##### TASK DATA #####

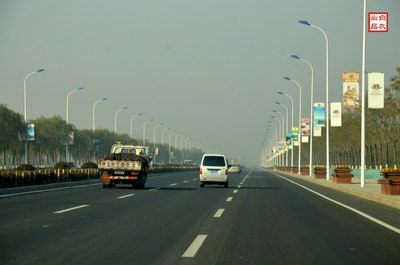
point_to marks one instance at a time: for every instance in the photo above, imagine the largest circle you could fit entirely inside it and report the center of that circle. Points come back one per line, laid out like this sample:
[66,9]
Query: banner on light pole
[319,114]
[317,131]
[336,114]
[376,90]
[30,132]
[351,88]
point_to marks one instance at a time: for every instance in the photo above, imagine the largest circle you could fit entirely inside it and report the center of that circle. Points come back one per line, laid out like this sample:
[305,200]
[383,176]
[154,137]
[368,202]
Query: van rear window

#####

EXERCISE => Rewrite the material with every occurrence of "circle" changed to "disk", keeping everything else unchanged and omitting the pictures.

WORKED ANSWER =>
point_to marks one instance at a time: for every instance in the photo above, imagine the largest disk you could fit entirely inside it and report the center of that disk. Points come back one per line, laid out like this sample:
[66,9]
Query: banner on light pole
[319,114]
[317,131]
[336,114]
[376,90]
[30,132]
[351,88]
point_to marks one instance at a time: for every instance in the photo above, imagine the largest disk you could fit entirely inside it and report the center of that disk. Points come back one per line, laid out like this sample:
[305,200]
[383,176]
[154,137]
[368,202]
Query: van rear window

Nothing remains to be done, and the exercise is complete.